### Task to carry out
Reproduce exactly, with no other output, every line of the data below from the line containing "Each instance of the white" to the end, inclusive.

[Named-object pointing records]
----------
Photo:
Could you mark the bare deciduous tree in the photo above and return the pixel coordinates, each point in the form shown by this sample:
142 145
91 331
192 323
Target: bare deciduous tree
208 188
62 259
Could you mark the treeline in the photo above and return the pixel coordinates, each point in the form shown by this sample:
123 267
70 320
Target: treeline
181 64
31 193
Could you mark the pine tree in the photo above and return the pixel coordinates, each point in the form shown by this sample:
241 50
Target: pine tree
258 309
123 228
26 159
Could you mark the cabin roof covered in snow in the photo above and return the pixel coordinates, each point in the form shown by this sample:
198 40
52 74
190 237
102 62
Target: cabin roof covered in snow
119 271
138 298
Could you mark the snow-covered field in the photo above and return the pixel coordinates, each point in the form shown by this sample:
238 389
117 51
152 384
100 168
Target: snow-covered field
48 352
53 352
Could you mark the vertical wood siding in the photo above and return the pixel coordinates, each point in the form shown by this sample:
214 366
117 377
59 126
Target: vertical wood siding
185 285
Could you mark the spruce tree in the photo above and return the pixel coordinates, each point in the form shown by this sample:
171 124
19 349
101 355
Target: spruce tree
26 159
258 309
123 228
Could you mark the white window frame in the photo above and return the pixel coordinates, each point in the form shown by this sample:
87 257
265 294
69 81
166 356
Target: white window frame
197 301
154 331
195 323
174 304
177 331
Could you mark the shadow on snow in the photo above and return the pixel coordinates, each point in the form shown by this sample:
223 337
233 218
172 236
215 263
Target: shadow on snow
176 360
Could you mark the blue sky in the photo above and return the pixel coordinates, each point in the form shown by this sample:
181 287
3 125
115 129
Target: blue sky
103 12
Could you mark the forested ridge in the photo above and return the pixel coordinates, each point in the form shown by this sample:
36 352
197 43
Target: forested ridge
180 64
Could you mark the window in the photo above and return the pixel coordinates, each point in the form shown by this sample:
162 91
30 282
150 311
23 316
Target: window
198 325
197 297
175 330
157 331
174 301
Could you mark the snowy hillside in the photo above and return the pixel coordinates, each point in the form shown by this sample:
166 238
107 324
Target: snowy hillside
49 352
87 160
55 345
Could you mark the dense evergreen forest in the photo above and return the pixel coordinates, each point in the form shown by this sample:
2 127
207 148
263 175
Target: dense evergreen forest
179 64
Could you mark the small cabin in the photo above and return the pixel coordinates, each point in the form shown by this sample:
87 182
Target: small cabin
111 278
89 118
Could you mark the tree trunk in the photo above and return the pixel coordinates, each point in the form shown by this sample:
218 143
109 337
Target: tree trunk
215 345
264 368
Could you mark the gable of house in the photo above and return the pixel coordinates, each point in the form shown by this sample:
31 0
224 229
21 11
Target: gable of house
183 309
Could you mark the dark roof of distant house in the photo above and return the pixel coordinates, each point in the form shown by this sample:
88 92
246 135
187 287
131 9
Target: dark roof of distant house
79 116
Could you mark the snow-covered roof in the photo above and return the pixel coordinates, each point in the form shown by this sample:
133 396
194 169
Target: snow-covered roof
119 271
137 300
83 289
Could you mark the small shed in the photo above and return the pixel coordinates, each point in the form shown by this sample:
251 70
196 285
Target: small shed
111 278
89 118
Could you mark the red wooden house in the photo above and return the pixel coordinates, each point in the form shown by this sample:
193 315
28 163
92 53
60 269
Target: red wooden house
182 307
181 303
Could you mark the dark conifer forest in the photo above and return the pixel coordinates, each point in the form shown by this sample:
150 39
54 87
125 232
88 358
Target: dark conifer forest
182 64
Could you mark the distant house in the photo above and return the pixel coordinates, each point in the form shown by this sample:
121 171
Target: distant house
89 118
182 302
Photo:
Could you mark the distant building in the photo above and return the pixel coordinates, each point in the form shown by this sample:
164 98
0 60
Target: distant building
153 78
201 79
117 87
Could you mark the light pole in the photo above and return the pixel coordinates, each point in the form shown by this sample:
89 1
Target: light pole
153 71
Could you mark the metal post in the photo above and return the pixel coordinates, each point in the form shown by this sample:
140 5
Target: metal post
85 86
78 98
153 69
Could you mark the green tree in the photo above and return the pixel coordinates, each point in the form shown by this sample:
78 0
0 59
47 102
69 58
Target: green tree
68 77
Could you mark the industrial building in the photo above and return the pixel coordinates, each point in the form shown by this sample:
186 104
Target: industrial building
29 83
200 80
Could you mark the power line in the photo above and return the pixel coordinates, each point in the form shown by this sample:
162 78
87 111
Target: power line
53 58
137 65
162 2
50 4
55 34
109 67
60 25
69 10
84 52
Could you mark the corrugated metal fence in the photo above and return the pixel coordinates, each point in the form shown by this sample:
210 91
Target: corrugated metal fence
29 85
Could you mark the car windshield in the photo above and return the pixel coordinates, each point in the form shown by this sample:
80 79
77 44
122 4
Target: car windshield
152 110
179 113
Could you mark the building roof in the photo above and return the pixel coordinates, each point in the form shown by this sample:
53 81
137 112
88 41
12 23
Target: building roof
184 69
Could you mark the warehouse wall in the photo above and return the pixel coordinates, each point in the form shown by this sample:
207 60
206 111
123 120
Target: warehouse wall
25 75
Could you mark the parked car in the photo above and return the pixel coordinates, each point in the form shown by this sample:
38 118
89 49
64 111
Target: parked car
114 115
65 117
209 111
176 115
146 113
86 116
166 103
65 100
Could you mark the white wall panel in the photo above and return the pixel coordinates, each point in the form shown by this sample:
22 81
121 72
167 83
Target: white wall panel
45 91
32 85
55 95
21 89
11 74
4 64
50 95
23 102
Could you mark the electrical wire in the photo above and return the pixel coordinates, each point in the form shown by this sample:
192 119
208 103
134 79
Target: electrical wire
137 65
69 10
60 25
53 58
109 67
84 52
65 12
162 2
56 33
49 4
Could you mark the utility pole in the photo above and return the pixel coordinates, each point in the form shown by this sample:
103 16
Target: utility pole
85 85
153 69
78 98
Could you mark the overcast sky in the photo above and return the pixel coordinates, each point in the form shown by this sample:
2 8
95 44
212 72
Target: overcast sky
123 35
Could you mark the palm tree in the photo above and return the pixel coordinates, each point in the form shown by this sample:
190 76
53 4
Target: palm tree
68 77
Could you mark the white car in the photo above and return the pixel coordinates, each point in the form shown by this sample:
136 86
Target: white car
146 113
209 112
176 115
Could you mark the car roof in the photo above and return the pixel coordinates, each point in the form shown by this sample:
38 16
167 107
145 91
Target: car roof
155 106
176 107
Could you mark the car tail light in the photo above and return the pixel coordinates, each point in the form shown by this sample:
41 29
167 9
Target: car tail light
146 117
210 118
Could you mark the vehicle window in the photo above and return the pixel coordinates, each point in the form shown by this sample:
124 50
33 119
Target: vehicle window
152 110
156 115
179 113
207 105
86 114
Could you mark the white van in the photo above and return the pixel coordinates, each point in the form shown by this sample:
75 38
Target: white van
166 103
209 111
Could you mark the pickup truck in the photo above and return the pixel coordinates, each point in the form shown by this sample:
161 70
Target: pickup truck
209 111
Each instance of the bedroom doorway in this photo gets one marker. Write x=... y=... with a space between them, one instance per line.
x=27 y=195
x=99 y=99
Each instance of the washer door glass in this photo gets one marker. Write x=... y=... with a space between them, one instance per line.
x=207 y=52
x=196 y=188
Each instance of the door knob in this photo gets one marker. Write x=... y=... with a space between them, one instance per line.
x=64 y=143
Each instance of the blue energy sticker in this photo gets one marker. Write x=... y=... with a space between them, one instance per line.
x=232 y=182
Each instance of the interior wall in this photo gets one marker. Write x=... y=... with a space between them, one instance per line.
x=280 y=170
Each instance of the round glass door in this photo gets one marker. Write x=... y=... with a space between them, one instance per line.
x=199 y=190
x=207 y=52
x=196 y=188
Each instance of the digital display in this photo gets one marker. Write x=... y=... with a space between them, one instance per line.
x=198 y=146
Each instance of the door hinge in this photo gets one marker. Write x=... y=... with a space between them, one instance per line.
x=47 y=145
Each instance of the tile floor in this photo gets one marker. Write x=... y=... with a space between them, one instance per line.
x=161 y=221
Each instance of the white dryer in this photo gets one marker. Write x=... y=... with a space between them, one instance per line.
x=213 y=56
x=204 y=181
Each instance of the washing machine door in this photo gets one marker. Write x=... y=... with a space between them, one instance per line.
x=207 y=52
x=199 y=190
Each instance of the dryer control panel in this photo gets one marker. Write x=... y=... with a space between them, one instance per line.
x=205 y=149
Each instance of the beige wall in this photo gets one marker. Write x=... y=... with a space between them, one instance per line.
----------
### Exercise solution
Each instance of the white dryer in this photo gets one marker. Write x=... y=... with a space between them, one instance per line.
x=213 y=56
x=204 y=181
Each instance of the washing machine door in this photo gets one marker. Write x=... y=... with a space between them, one instance per line.
x=207 y=52
x=199 y=190
Each instance of the dryer control panel in this photo gets one marker. Write x=... y=... with a space between them, one instance per line.
x=205 y=149
Each instance of the beige wall in this photo gets one marker. Write x=... y=... with a space between them, one instance per line.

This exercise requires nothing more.